[[ Passage shown open ]]

I’m back! And my Dissertation got its Groove back!

 *note: this post was originally published at: http://www.queensu.ca/connect/grad/2014/09/01/guest-post-rana-pishva-on-dissertation-on-the-lake-or-how-my-dissertation-got-its-groove-back/Logo2

The day was not off to a good start. My car-mates and I left before the convoy, and what was supposed to be a 30-minute drive north of Kingston turned into a 90-minute tour of South Frontenac – one that included a pit stop at the home of an elderly couple, who offered us coffee. Eventually, the GPS stars aligned and we made it to the Elbow Lake Environmental Education Center (ELEEC). A large “Dissertation on the Lake” sign along with two smiling organizers from SGS waited for us. The ELEEC is a 400-acre biological field station (read: “natural research lab”) that offers graduate and undergraduate students in biology, geology, and environmental studies opportunities to get their hands dirty. For the next four days, the site of Elbow Lake was to be a space of productivity and recreation for 30 graduate students.

We made it!

We made it!


Let’s be honest – doctoral studies are one of the few situations where “number of years of experience” in the program is not a positive thing. Starting my 5th year, I jumped on this opportunity to focus on my project, away from all the distractions of the real world (read: walking the dog, laundry, Netflix, re-organizing my sock drawer). I can shamelessly admit that I had reached a point where my dissertation felt like a chore – not a contribution to science or an accomplishment. Simply put, my dissertation and I needed to rekindle our love, and we had a week by the lake to do just that.


Given our group’s tardiness, most of the students were already working when we arrived at Elbow Lake. Some were set up in the central lodge that doubled as our gathering space and kitchen. In between meals, the space was quiet and comfortable. Others chose to venture out into the wilderness. Walking to our cabin, I saw people working on their personal patios. I took a stroll down by the lake: someone had snatched a spot inside the gazebo and another typed away on an Adirondack chair. Two others had already gone on a canoe ride – no laptops in sight. The possibilities were endless.



I chose to set up shop outside the central lodge and started my first Tomato. You see, in the late 1980s, Francesco Cirillo was having a hard time focusing on his studies. After some experimentation, he developed the Pomodoro Technique – named after the tomato shaped kitchen timer he used to time the 25-minute work intervals that were separated by short 5-minute breaks. I swear by this time management method, because knowing that a break is coming leaves me less tempted to check out what my friends have been up to, whether by checking my phone, or Facebook, etc. I also record what I accomplished in 25 minutes, which leaves me a rewarding list to review at the end of the day.

[[ Passage shown closed ]]
[[ Stored data open ]]

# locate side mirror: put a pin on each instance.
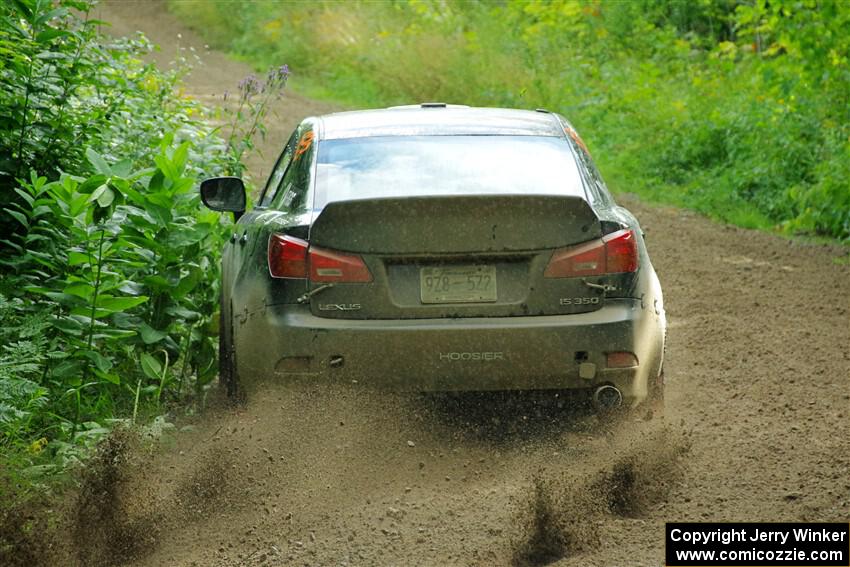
(225, 194)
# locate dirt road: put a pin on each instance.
(757, 429)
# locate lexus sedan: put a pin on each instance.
(439, 248)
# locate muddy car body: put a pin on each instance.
(439, 248)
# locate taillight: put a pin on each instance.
(620, 251)
(291, 257)
(287, 256)
(613, 253)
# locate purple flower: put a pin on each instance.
(249, 86)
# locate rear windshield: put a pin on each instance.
(393, 166)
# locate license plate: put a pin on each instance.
(458, 284)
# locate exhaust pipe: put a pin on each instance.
(607, 398)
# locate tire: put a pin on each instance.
(227, 375)
(654, 404)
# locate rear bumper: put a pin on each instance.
(287, 342)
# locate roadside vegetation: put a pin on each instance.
(736, 108)
(108, 263)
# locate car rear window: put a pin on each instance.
(393, 166)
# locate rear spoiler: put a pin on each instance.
(455, 224)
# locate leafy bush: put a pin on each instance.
(108, 265)
(737, 109)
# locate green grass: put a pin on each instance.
(676, 101)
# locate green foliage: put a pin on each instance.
(108, 263)
(739, 109)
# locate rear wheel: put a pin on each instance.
(653, 407)
(226, 356)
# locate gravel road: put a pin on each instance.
(757, 427)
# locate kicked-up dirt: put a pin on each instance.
(757, 428)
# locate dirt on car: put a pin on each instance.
(756, 427)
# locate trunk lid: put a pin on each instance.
(455, 256)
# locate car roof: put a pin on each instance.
(436, 119)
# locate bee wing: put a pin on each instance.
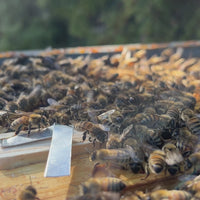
(136, 154)
(173, 157)
(51, 102)
(126, 131)
(104, 127)
(105, 115)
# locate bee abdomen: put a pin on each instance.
(115, 185)
(194, 125)
(173, 112)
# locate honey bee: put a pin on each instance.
(173, 112)
(191, 121)
(95, 185)
(11, 106)
(145, 134)
(137, 195)
(173, 155)
(170, 194)
(124, 157)
(113, 121)
(101, 170)
(114, 142)
(29, 193)
(93, 130)
(27, 120)
(173, 158)
(100, 196)
(155, 121)
(192, 164)
(193, 185)
(156, 162)
(185, 141)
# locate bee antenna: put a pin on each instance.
(30, 180)
(87, 150)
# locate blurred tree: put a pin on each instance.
(41, 23)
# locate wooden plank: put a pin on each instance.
(15, 180)
(36, 152)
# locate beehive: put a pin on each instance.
(129, 98)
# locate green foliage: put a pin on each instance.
(27, 24)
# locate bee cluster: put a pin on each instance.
(143, 109)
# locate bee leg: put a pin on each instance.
(146, 171)
(18, 130)
(84, 135)
(90, 139)
(39, 126)
(29, 129)
(94, 142)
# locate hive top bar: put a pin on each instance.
(103, 49)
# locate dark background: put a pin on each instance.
(38, 24)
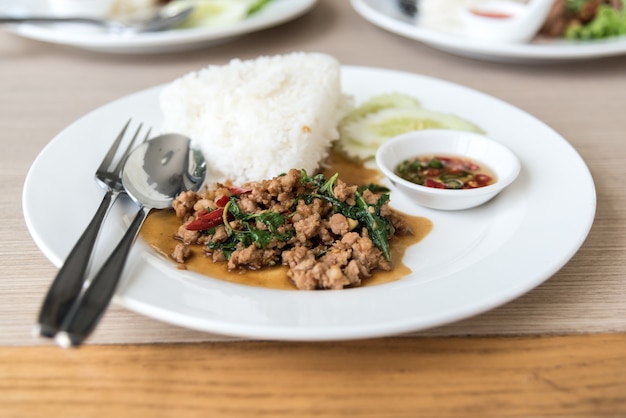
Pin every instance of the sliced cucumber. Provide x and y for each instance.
(213, 13)
(364, 129)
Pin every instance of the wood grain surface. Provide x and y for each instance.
(568, 376)
(557, 351)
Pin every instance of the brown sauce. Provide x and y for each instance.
(160, 226)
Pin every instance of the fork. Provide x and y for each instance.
(70, 279)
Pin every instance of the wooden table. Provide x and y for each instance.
(559, 350)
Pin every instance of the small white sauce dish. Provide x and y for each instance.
(479, 148)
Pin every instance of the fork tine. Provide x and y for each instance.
(129, 147)
(108, 158)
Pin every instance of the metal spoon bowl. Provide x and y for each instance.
(162, 19)
(153, 175)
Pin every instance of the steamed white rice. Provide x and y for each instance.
(256, 119)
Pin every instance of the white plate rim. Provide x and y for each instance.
(275, 13)
(498, 267)
(547, 51)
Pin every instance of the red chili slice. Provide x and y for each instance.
(221, 202)
(239, 190)
(206, 220)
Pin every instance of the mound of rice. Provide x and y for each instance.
(256, 119)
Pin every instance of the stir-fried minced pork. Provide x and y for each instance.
(330, 234)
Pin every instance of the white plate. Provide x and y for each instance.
(385, 14)
(471, 262)
(275, 13)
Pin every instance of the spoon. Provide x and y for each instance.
(162, 19)
(153, 175)
(501, 21)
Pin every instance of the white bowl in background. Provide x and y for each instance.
(480, 148)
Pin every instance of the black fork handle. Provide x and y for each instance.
(70, 279)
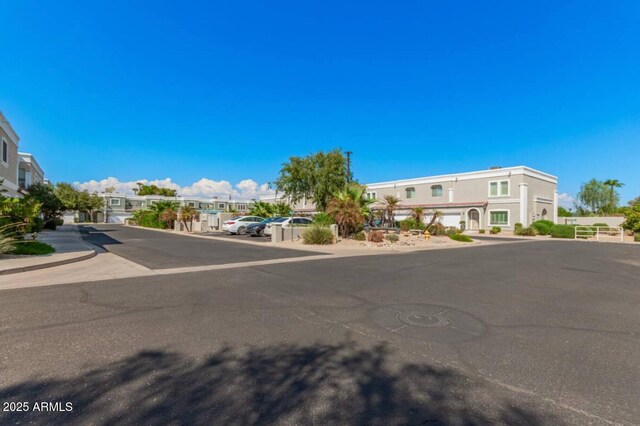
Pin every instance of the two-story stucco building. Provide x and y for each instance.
(482, 199)
(119, 207)
(8, 158)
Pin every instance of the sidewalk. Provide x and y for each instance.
(69, 245)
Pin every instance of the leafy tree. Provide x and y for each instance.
(187, 214)
(562, 212)
(316, 177)
(416, 214)
(262, 209)
(632, 219)
(614, 197)
(51, 206)
(346, 211)
(392, 203)
(154, 190)
(594, 198)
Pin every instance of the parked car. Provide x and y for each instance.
(288, 221)
(257, 229)
(238, 224)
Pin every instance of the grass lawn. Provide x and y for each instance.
(32, 248)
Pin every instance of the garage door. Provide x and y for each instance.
(450, 219)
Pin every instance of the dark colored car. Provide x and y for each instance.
(257, 229)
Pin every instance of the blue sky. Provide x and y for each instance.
(227, 91)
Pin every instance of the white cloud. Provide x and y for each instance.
(206, 188)
(566, 200)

[[ Stored data closed ]]

What you need to do ->
(a) Answer each question below from the post about the Dissertation on the Lake retreat, marking each answer with the same numeral:
(i) How long was the drive to Elbow Lake supposed to take, and how long did it actually take?
(ii) How large is the Elbow Lake Environmental Education Center?
(iii) How long are the work intervals and the breaks in the Pomodoro Technique?
(b) Continue the post about the Dissertation on the Lake retreat, beginning after its final sentence.

Answers for the tasks ->
(a)
(i) The drive was supposed to take 30 minutes, but it took 90 minutes.
(ii) It is a 400-acre biological field station.
(iii) The work intervals last 25 minutes, and the breaks last 5 minutes.

(b)
Three Tomatoes (and 15 pages of coding!) later, it was time for the first communal lunch. It was quiet and people stuck with those they already knew or else kept working. Over time, curiosity about each other’s work, discussions of animal sightings, and the desire for a quick swim after lunch took over the quiet space. To some of us, meal times were a permission to take a break, re-group, and maybe play a short round of “Dutch Blitz.” Everyone eventually returned to their respective work stations, whether in the main lounge or under the shade of a tall tree.


I started subsequent days with a yoga practice by the lake, quick swim, and breakfast. Despite this routine, I started my work day nearly 90 minutes earlier than I would have at home. Finding our individual paths toward a common goal was the theme of the week. Each participant brought their own work habits and goals, and used the beautiful site and bottomless coffee to their advantage. There was a mutual – and natural – understanding and respect for space. Looking up from my screen, I was motivated by the focused looks and felt empathy for the occasional sigh of frustration. But all work and no play does not make a dissertation retreat! In between Tomatoes and after dinner, we gathered by the fire for s’mores, played board games, or enjoyed the many amenities at Elbow Lake.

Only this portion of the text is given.